(Beginning of Supplied text)

English born American surgeon (1863–1927)

James Edwin Thompson (May 21, 1863 – April 9, 1927) was an English-born surgeon who spent much of his life in the United States. He was the first vice-president and a founding member of the American College of Surgeons. He served as the inaugural chairman for the Department of Surgery at the University of Texas Medical Branch in Galveston, Texas.

== Early life and education ==
Thompson was born May 21, 1863, in Norwich, England, to John and Mary Thompson.

Thompson attended the Witton Grammar School, Owens College (receiving the Bradley and Dumville Scholarships), Manchester School of Medicine, and University of London, receiving bachelor's degree in medicine and surgery from the latter. He also received an honorary degree from Baylor University in 1925. During his studies, between 1886 and 1887, he was President of the Medical Students' Debating Society.

==Career==
Thompson became a member of the Royal College of Surgeons on the 23rd of July, 1886, and a fellow on the 13th of June, 1889.

Thompson moved to Galveston, Texas, in 1891 and served as the University of Texas Medical Branch's inaugural Chairman of Surgery, holding the position until his death in 1927. He worked as a surgeon at John Sealy Hospital.

Thompson aided in founding the American College of Surgeons and became the organization's first vice president in 1913. Two years later, he helped found the Texas Surgical Society. He served as president for the Texas Surgical Society (1915–1916) and Southern Surgical Association (1919), as well as the American Surgical Association's first vice president (1922). He is also credited with bringing modern surgery to Texas

He published over 75 publications on various surgical topics including Anal fistula, appendicitis, cleft palate, face and neck tumors, and hepatic cancer. His plastic surgery techniques for cleft lip and palate were considered state of the art at the time.

==Selected publications==
- "Intestinal Obstruction due to Meckel's Diverticulum."

- "Conservatism in the Treatment of Tubercular Joint Disease."

- "Anatomical Routes of Approach to the Long Bones of the Extremities."

- "The Simplification of Technique in Operations for Hare-Lip and Cleft Palate"

- "An Anatomical and Experimental Study of Sacral Anæsthesia"

== Personal life ==
Thompson was married to Eleanor Waters Roeck on May 16, 1896 and together they had eight children: four daughters and four sons. All four of his sons became doctors.

Thompson died in Galveston, Texas, on April 9, 1927.

(End of Supplied text)
(Beginning of Information shown)

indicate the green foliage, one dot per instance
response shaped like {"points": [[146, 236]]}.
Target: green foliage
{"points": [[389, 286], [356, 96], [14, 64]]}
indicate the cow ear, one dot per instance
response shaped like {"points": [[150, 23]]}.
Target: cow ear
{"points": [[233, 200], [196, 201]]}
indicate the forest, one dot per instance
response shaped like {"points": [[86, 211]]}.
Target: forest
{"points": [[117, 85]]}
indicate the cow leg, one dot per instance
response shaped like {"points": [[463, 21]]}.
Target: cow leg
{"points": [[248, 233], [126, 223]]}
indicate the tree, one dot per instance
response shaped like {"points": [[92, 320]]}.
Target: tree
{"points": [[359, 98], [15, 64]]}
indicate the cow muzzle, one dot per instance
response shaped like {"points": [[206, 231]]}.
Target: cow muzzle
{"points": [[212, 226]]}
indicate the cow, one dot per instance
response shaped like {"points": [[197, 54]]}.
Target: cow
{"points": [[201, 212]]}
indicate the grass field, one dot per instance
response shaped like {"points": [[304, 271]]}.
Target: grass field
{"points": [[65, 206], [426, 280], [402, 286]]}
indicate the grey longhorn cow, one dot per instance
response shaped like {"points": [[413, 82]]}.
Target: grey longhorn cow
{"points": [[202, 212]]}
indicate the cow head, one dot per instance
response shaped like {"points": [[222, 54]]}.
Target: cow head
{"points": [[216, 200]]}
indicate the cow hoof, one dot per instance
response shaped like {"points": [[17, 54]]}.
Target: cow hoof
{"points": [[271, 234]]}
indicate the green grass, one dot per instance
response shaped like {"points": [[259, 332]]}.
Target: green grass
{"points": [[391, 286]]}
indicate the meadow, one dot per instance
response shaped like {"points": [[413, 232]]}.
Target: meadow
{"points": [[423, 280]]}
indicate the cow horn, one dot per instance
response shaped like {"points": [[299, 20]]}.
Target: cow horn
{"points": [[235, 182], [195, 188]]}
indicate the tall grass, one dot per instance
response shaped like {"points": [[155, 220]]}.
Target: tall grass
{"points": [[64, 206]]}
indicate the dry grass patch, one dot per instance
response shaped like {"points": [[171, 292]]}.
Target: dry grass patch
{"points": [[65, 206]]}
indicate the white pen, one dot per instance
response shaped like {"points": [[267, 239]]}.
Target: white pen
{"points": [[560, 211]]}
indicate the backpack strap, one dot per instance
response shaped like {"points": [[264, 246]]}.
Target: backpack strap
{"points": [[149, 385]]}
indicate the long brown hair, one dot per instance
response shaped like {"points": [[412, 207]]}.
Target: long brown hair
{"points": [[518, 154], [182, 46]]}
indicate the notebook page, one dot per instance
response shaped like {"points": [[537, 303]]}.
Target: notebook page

(End of Information shown)

#### Directions:
Answer these from the biography of James Edwin Thompson:
(a) In what city and country was Thompson born?
(b) In what year did he move to Galveston, Texas?
(c) How many sons did he have, and what did all of them become?

#### Response:
(a) Norwich, England
(b) 1891
(c) Four sons, all of whom became doctors